Motor Distributors v. Olaf Pedersen's Rederi A/S, 16057.

Decision Date08 January 1957
Docket NumberNo. 16057.,16057.
Citation239 F.2d 463
PartiesMOTOR DISTRIBUTORS, Limited, et al., Appellants, v. OLAF PEDERSEN'S REDERI A/S owner of THE SUNNY PRINCE, Appellee.
CourtU.S. Court of Appeals — Fifth Circuit

William Warner, New York City, Douglas D. Batchelor, Miami, Fla., William G. Symmers, New York City, Smathers, Thompson & Dyer, Miami, Fla., and Dow & Symmers, New York City, for appellants.

Richard F. Ralph, Miami, Fla., Charles S. Haight, Gordon W. Paulsen, New York City, Fowler, White, Gillen, Yancey & Humkey, Miami, Fla., and Haight, Gardner, Poor & Havens, New York City, Richard G. Ashworth, New York City, of counsel, for appellee.

Before RIVES, TUTTLE and JONES, Circuit Judges.

TUTTLE, Circuit Judge.

This appeal requires an answer to two questions: (1) Under what circumstances should a district court dismiss a libel in rem filed against a foreign ship by nationals of other foreign countries in a cause arising out of a collision on the high seas between foreign vessels of different nationalities on the ground that all parties at interest are citizens of foreign states? (2) To what extent is the exercise by the trial court of its discretion in answering this question subject to review in the Court of Appeals?

This is an appeal from an order dismissing a libel against the M/V Sunny Prince because the trial court "refused jurisdiction of the suit."

The facts necessary for a determination of the questions raised here are not in dispute.

Appellants, the libelants below, are six owners of cargo on the M/V Hoheweg, a German vessel.1

On February 14, 1955, the Hoheweg, proceeding from Germany to Ireland, was struck and sunk on the high seas by the Sunny Prince, a Norwegian vessel, proceeding from the Philippines to Holland. All the crew of the Hoheweg were picked up and the Sunny Prince put in at an English port, its damage was surveyed in the presence of representatives of the Hoheweg interests, and the same night it left for Holland to discharge its cargo and then to Germany to be repaired.

On February 17, 1955, the Norwegian underwriters of the Sunny Prince offered to guarantee British limitations (£39,300, at £8/net registered ton) and British jurisdiction, provided all the Hoheweg ownership and cargo interests agreed; this offer was accepted by the Hoheweg interests.

On March 5, 1955, owners of the Sunny Prince joined in the above offer of limitations and jurisdiction.

On March 14, 1955, German insurers of the Hoheweg hull accepted the above offer. (To the district court it was originally represented by the appellees that the acceptance was by the German insurers of the cargo; this was apparently not so.)

After repairs the Sunny Prince resumed her trading between the Hamburg-Antwerp area and the Far East, calling on German, Dutch, Bermudan, Cuban, and Philippine ports, but at no other British ports.

On October 21, 1955, Sunny Prince was libeled and arrested in Florida, as soon as she arrived at her first post-accident call on a United States port.

This is how matters stood when the trial court heard claimant-respondent's (appellee's) motion to dismiss the libel. However, before the matter was heard, testimony of the captain and of other officers and crew members was taken by deposition aboard the vessel; logs and other data material to the cause of the collision were produced and identified and appellants' surveyors examined the Sunny Prince's steering mechanism and plans.

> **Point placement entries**
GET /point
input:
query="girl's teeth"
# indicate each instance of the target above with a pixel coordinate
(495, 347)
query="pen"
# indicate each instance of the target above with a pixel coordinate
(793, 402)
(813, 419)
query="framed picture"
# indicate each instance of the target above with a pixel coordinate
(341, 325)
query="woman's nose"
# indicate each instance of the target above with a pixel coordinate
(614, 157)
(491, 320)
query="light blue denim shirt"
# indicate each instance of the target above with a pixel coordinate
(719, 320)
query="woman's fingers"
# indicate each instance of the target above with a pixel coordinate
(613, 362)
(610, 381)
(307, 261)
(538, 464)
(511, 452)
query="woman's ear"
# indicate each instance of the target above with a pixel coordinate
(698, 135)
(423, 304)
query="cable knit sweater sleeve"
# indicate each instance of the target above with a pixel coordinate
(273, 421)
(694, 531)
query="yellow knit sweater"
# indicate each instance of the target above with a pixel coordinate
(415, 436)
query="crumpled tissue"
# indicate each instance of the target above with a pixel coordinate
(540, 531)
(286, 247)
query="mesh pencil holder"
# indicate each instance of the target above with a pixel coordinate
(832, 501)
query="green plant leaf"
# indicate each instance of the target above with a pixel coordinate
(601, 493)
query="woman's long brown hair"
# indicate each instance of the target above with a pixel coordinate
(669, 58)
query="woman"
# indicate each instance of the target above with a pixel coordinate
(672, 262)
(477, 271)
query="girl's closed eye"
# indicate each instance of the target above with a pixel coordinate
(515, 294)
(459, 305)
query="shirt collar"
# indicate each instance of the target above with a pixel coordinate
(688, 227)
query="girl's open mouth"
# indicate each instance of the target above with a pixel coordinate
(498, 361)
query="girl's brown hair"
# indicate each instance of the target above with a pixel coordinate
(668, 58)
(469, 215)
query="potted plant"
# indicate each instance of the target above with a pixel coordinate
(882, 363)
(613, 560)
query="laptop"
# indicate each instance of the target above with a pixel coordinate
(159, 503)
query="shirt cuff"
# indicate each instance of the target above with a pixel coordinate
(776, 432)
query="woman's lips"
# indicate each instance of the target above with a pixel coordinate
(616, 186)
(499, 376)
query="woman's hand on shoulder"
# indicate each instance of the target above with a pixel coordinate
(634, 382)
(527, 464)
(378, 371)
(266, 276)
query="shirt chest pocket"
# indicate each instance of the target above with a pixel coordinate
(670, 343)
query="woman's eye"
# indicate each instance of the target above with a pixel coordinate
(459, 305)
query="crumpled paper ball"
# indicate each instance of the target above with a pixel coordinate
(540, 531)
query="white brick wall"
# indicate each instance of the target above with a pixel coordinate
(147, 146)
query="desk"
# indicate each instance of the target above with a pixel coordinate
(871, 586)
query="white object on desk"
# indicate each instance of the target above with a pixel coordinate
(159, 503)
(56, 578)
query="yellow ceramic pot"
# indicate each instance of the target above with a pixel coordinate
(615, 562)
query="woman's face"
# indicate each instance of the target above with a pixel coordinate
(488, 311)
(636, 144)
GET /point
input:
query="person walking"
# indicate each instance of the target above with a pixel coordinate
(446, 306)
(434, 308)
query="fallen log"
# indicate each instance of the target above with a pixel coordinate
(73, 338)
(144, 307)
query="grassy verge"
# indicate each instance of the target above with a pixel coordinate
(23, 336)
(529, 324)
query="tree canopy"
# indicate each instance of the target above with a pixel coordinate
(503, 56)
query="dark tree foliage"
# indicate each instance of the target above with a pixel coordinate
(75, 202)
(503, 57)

> **TASK DIRECTIONS**
Reproduce everything in the court opinion above from "CourtU.S. Court of" down to "City, for appellants.", word for word.

> **ANSWER TO THE PROBLEM**
CourtU.S. Court of Appeals — Fifth Circuit

William Warner, New York City, Douglas D. Batchelor, Miami, Fla., William G. Symmers, New York City, Smathers, Thompson & Dyer, Miami, Fla., and Dow & Symmers, New York City, for appellants.